START PASSAGE SHOWN
Regional economies threatened by HIV/AIDS
-conference hears
Stabroek News
October 29, 2002
The economies of the Caribbean are under threat from HIV/AIDS, as those most affected are persons of working age, a regional conference heard yesterday.
In the context of potentially massive economic and human suffering, the second annual meeting of the Pan Caribbean Partnership (PANCAP) against HIV/AIDS was convened yesterday at Le Meridien Pegasus Hotel aimed at planning the way forward in dealing with the epidemic.
According to Dr Edward Greene, Assistant Secretary-General Human and Social Development, CARICOM Secretariat there are now approximately half a million Caribbean people infected with HIV at a rate of 2.5%, the highest after Sub-Saharan Africa.
He stressed that postponement of action will be reflected in the loss of thousands of lives per year.
"A postponement in investing in care and treatment for PLWA (People Living With AIDS) and in prevention, in particular, would mean a possible exponential increase in resources for more drugs, more hospital space, more human suffering both on the part of the infected and their families, more loss of our productive forces," Dr Greene said.
He said this is so because more young people between the ages of 15-29 will be afflicted or expire than needs to be the case and more mothers would pass on the disease to their unborn children.
The two-day meeting is a direct spin-off from the first PANCAP meeting held in Castries, St Lucia on November 18 and 19, 2001. The membership now includes 27 countries, 11 institutions and 12 donors.
At this meeting a report on the status of the HIV/AIDS epidemic in the Caribbean was expected to be presented, along with a brief report from PANCAP partners on HIV/AIDS prevention and control activities, their present initiatives and future plans among other issues.
Greene noted that for about fifteen years before the inauguration of PANCAP the region's leaders, medical practitioners, and the public were warned of an impending epidemic. But the warning went generally unheeded, as many preferred to sweep the issue under the carpet. Some, he said, for which tourism was a major export earner preferred to be silent on the matter hoping that by some "magical incantation", the disease would evaporate.
He told participants that their task at the meeting is to pave the way for accelerating the Caribbean's collective action. "We who meet here today for this second annual PANCAP meeting have an opportunity to make the kinds of interventions as policy makers, practitioners, donors, and PLWA that will make a difference."
END PASSAGE SHOWN
ABOUT THIS TASK:
In the article on HIV/AIDS and Caribbean economies, how many countries does PANCAP's membership now include?
START SOURCE MATERIAL
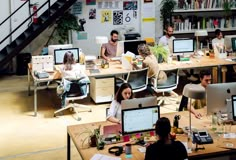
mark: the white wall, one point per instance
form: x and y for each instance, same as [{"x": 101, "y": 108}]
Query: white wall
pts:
[{"x": 94, "y": 27}]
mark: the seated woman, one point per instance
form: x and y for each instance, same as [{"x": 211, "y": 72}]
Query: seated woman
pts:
[
  {"x": 165, "y": 148},
  {"x": 114, "y": 113},
  {"x": 72, "y": 71},
  {"x": 154, "y": 72}
]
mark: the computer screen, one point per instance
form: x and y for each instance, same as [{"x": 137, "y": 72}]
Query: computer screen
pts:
[
  {"x": 228, "y": 42},
  {"x": 216, "y": 96},
  {"x": 51, "y": 48},
  {"x": 132, "y": 46},
  {"x": 59, "y": 54},
  {"x": 139, "y": 102},
  {"x": 138, "y": 120},
  {"x": 234, "y": 106},
  {"x": 181, "y": 46},
  {"x": 233, "y": 40}
]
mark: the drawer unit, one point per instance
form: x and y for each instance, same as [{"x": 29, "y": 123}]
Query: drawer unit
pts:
[{"x": 102, "y": 89}]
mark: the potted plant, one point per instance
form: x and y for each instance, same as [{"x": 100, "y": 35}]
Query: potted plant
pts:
[
  {"x": 65, "y": 24},
  {"x": 93, "y": 138},
  {"x": 160, "y": 52},
  {"x": 166, "y": 8}
]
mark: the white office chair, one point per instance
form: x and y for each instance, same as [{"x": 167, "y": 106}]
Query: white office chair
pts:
[
  {"x": 75, "y": 94},
  {"x": 170, "y": 84},
  {"x": 138, "y": 79}
]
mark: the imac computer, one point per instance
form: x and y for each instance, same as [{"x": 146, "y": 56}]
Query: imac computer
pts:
[
  {"x": 132, "y": 46},
  {"x": 183, "y": 46},
  {"x": 59, "y": 54},
  {"x": 51, "y": 48},
  {"x": 139, "y": 102},
  {"x": 233, "y": 40},
  {"x": 139, "y": 120},
  {"x": 228, "y": 42},
  {"x": 217, "y": 95}
]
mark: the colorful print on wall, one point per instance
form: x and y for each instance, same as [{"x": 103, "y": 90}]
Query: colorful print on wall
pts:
[
  {"x": 106, "y": 16},
  {"x": 90, "y": 2},
  {"x": 117, "y": 17},
  {"x": 77, "y": 8},
  {"x": 92, "y": 13},
  {"x": 130, "y": 5}
]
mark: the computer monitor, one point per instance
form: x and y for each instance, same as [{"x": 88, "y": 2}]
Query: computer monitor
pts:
[
  {"x": 182, "y": 46},
  {"x": 51, "y": 48},
  {"x": 228, "y": 42},
  {"x": 132, "y": 46},
  {"x": 217, "y": 95},
  {"x": 234, "y": 106},
  {"x": 233, "y": 40},
  {"x": 139, "y": 102},
  {"x": 59, "y": 54},
  {"x": 120, "y": 48},
  {"x": 138, "y": 120}
]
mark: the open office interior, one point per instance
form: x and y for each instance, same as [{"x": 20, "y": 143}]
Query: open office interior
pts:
[{"x": 30, "y": 129}]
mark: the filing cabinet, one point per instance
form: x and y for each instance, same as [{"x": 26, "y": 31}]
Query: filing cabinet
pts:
[{"x": 102, "y": 89}]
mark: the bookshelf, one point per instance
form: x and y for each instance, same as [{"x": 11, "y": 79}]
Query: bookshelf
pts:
[{"x": 203, "y": 14}]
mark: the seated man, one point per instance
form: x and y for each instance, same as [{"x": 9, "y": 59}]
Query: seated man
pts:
[
  {"x": 108, "y": 50},
  {"x": 205, "y": 78}
]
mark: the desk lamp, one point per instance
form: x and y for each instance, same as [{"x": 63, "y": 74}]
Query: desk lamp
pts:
[
  {"x": 199, "y": 33},
  {"x": 101, "y": 40},
  {"x": 193, "y": 91}
]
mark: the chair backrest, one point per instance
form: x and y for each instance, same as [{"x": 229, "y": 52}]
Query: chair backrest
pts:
[
  {"x": 138, "y": 79},
  {"x": 171, "y": 82}
]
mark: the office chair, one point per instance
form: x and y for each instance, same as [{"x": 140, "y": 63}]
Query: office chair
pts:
[
  {"x": 73, "y": 94},
  {"x": 170, "y": 84},
  {"x": 138, "y": 79}
]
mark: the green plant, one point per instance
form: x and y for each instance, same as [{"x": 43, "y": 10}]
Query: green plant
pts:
[
  {"x": 93, "y": 138},
  {"x": 166, "y": 8},
  {"x": 66, "y": 23},
  {"x": 160, "y": 52}
]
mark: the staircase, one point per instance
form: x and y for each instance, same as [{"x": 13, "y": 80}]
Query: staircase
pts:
[{"x": 44, "y": 20}]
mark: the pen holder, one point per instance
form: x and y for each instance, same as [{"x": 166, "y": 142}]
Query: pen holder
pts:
[{"x": 105, "y": 64}]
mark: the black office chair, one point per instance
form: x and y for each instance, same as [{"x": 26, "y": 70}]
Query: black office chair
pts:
[
  {"x": 138, "y": 79},
  {"x": 170, "y": 84},
  {"x": 75, "y": 93}
]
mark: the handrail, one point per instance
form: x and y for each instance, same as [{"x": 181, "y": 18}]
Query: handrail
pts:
[
  {"x": 48, "y": 1},
  {"x": 14, "y": 12}
]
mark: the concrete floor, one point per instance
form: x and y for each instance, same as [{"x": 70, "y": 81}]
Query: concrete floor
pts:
[{"x": 25, "y": 137}]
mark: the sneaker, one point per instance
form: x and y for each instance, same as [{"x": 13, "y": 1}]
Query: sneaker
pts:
[{"x": 192, "y": 78}]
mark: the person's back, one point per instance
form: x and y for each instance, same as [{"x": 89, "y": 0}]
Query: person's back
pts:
[{"x": 162, "y": 151}]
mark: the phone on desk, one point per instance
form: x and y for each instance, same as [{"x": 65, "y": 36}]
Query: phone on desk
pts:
[{"x": 202, "y": 137}]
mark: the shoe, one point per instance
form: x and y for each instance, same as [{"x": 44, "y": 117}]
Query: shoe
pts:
[{"x": 192, "y": 78}]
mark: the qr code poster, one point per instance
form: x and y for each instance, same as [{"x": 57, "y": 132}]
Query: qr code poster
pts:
[
  {"x": 117, "y": 17},
  {"x": 130, "y": 5},
  {"x": 106, "y": 16},
  {"x": 129, "y": 17}
]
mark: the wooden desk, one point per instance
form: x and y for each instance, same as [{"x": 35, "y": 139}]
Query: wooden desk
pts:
[
  {"x": 115, "y": 68},
  {"x": 211, "y": 150}
]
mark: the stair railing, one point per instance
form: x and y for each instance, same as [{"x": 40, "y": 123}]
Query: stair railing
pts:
[{"x": 30, "y": 17}]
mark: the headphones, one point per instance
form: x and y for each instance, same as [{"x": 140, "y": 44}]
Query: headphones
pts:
[{"x": 117, "y": 150}]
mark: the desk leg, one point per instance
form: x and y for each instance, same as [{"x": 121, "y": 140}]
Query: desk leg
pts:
[
  {"x": 35, "y": 99},
  {"x": 68, "y": 146}
]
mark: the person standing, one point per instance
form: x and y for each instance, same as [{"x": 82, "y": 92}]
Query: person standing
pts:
[{"x": 109, "y": 49}]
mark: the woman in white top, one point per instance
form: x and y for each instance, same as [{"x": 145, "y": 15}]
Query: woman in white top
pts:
[
  {"x": 72, "y": 71},
  {"x": 114, "y": 113}
]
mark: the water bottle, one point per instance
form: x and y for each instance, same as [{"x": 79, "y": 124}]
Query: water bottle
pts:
[{"x": 214, "y": 122}]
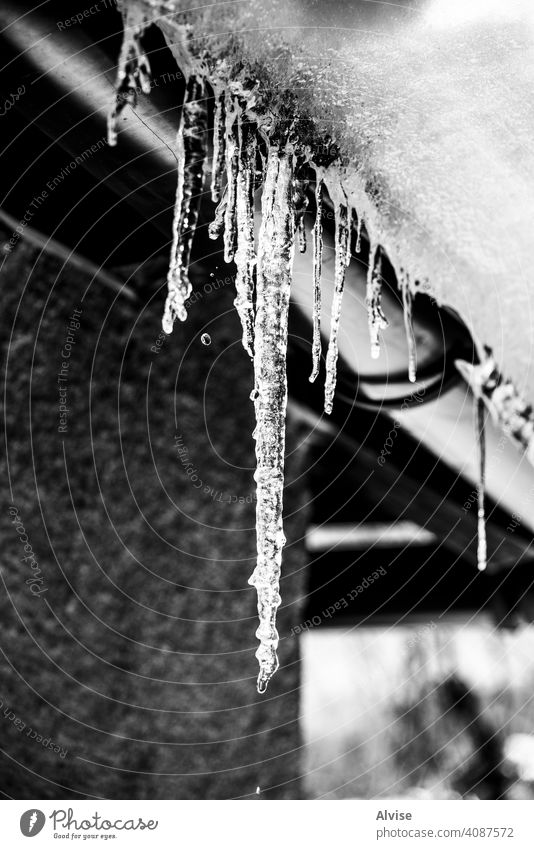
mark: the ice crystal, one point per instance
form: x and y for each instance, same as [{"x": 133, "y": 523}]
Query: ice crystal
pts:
[
  {"x": 275, "y": 257},
  {"x": 342, "y": 259},
  {"x": 245, "y": 255},
  {"x": 317, "y": 268},
  {"x": 376, "y": 319},
  {"x": 133, "y": 74},
  {"x": 191, "y": 152}
]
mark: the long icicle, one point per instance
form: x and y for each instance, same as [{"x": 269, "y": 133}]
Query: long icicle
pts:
[
  {"x": 191, "y": 151},
  {"x": 410, "y": 337},
  {"x": 342, "y": 259},
  {"x": 482, "y": 552},
  {"x": 317, "y": 269},
  {"x": 375, "y": 316},
  {"x": 300, "y": 200},
  {"x": 133, "y": 73},
  {"x": 358, "y": 246},
  {"x": 232, "y": 161},
  {"x": 218, "y": 148},
  {"x": 245, "y": 255},
  {"x": 275, "y": 257}
]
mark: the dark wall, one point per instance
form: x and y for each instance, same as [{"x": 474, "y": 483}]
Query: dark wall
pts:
[{"x": 137, "y": 655}]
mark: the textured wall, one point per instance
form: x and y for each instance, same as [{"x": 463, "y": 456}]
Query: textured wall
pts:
[{"x": 139, "y": 657}]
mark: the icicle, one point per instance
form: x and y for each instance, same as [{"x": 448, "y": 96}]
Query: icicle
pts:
[
  {"x": 300, "y": 201},
  {"x": 133, "y": 73},
  {"x": 191, "y": 144},
  {"x": 481, "y": 446},
  {"x": 410, "y": 338},
  {"x": 218, "y": 148},
  {"x": 275, "y": 257},
  {"x": 245, "y": 255},
  {"x": 376, "y": 319},
  {"x": 507, "y": 406},
  {"x": 232, "y": 162},
  {"x": 317, "y": 268},
  {"x": 342, "y": 259},
  {"x": 358, "y": 246},
  {"x": 217, "y": 225}
]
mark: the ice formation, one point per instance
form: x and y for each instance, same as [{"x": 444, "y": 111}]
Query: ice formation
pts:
[
  {"x": 191, "y": 153},
  {"x": 482, "y": 552},
  {"x": 410, "y": 338},
  {"x": 245, "y": 256},
  {"x": 275, "y": 258},
  {"x": 342, "y": 259},
  {"x": 317, "y": 268},
  {"x": 219, "y": 146},
  {"x": 232, "y": 165},
  {"x": 376, "y": 318},
  {"x": 133, "y": 74},
  {"x": 263, "y": 285}
]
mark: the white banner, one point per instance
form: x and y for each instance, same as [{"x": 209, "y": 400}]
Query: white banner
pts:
[{"x": 269, "y": 825}]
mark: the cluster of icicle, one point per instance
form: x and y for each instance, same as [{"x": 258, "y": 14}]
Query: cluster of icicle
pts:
[
  {"x": 263, "y": 281},
  {"x": 509, "y": 410}
]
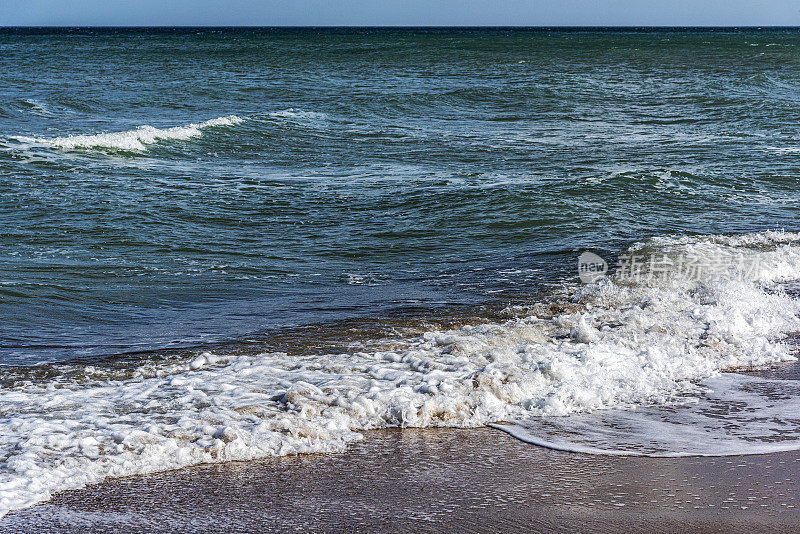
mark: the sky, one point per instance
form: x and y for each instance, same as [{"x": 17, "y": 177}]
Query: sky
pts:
[{"x": 399, "y": 13}]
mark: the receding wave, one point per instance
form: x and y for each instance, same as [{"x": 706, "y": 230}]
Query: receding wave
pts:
[
  {"x": 132, "y": 140},
  {"x": 611, "y": 344}
]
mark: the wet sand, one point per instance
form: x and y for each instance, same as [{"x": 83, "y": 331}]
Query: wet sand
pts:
[{"x": 478, "y": 480}]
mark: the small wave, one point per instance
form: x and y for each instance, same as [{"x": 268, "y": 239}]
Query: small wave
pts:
[
  {"x": 131, "y": 140},
  {"x": 292, "y": 113},
  {"x": 609, "y": 344},
  {"x": 738, "y": 414}
]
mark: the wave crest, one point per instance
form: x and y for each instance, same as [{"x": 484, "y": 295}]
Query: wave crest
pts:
[
  {"x": 135, "y": 140},
  {"x": 601, "y": 346}
]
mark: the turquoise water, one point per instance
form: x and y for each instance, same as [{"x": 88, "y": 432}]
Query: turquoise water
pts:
[{"x": 373, "y": 172}]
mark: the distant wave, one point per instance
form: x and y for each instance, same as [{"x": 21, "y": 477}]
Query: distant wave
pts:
[
  {"x": 132, "y": 140},
  {"x": 292, "y": 113}
]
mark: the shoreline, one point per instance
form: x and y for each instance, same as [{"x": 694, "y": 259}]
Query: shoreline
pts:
[{"x": 437, "y": 479}]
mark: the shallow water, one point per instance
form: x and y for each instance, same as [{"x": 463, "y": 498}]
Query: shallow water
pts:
[{"x": 231, "y": 244}]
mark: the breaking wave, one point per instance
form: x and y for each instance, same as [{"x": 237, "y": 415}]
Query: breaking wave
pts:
[
  {"x": 131, "y": 140},
  {"x": 611, "y": 344}
]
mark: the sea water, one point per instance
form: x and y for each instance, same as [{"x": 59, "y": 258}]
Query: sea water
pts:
[{"x": 229, "y": 244}]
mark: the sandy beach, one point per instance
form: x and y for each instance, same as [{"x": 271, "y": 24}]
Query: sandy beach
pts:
[{"x": 478, "y": 480}]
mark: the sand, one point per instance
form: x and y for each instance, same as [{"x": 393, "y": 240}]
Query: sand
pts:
[{"x": 478, "y": 480}]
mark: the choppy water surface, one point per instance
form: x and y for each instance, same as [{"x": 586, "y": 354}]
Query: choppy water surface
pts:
[{"x": 204, "y": 189}]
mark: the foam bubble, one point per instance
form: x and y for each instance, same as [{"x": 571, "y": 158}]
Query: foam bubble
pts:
[
  {"x": 131, "y": 140},
  {"x": 736, "y": 414},
  {"x": 602, "y": 346}
]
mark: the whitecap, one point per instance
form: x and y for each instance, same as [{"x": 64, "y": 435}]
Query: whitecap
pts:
[
  {"x": 131, "y": 140},
  {"x": 633, "y": 343}
]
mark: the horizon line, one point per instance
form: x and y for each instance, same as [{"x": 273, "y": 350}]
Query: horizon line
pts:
[{"x": 403, "y": 26}]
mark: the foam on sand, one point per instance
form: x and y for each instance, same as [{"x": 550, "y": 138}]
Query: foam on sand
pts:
[
  {"x": 608, "y": 344},
  {"x": 132, "y": 140}
]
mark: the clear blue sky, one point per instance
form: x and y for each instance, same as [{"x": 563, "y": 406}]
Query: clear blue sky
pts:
[{"x": 399, "y": 12}]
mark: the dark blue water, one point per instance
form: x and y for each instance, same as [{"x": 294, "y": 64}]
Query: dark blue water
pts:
[{"x": 372, "y": 171}]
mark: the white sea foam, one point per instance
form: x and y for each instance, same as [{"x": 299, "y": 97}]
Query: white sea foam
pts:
[
  {"x": 602, "y": 346},
  {"x": 737, "y": 414},
  {"x": 131, "y": 140}
]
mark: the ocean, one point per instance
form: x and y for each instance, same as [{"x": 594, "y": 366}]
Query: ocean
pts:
[{"x": 226, "y": 244}]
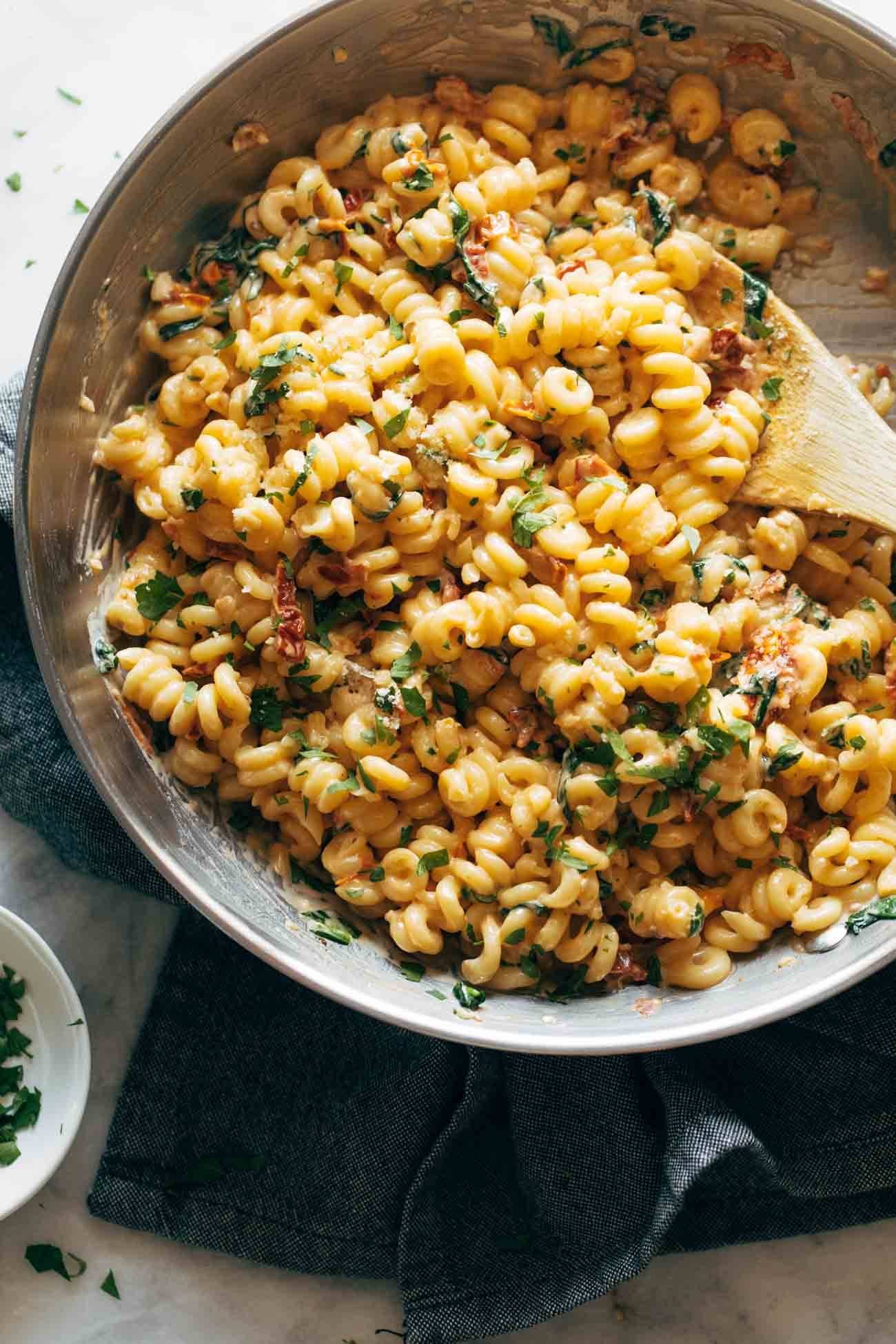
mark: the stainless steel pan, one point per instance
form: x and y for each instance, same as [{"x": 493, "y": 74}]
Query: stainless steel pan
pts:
[{"x": 164, "y": 198}]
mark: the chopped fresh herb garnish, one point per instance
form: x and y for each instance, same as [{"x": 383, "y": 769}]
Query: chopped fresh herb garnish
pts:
[
  {"x": 414, "y": 702},
  {"x": 661, "y": 216},
  {"x": 170, "y": 329},
  {"x": 786, "y": 755},
  {"x": 106, "y": 656},
  {"x": 526, "y": 518},
  {"x": 343, "y": 274},
  {"x": 755, "y": 295},
  {"x": 266, "y": 711},
  {"x": 396, "y": 424},
  {"x": 403, "y": 666},
  {"x": 263, "y": 376},
  {"x": 434, "y": 859}
]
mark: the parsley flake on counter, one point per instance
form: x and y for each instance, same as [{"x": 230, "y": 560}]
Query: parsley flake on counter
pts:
[
  {"x": 45, "y": 1257},
  {"x": 110, "y": 1287}
]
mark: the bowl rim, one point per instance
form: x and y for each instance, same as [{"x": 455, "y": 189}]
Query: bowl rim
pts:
[
  {"x": 595, "y": 1041},
  {"x": 55, "y": 1147}
]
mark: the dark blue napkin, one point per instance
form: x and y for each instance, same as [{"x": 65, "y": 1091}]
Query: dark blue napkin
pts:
[{"x": 499, "y": 1190}]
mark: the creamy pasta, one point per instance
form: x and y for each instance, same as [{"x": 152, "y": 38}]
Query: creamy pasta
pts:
[{"x": 444, "y": 593}]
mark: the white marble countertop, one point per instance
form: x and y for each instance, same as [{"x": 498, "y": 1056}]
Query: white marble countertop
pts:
[{"x": 128, "y": 63}]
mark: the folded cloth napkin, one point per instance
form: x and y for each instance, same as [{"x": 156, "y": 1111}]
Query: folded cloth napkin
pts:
[{"x": 500, "y": 1190}]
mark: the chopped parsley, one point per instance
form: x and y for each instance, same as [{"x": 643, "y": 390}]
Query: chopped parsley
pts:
[
  {"x": 883, "y": 908},
  {"x": 403, "y": 666},
  {"x": 527, "y": 519},
  {"x": 266, "y": 711},
  {"x": 434, "y": 859},
  {"x": 784, "y": 758},
  {"x": 158, "y": 595},
  {"x": 263, "y": 376},
  {"x": 396, "y": 424}
]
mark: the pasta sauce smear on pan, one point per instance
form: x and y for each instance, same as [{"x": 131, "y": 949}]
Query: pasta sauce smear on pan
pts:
[{"x": 444, "y": 591}]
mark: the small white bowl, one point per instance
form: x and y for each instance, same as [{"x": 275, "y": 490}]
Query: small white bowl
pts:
[{"x": 61, "y": 1065}]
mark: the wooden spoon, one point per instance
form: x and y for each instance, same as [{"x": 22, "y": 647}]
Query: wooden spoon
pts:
[{"x": 824, "y": 449}]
END SOURCE MATERIAL
YOUR SOLUTION:
27 countries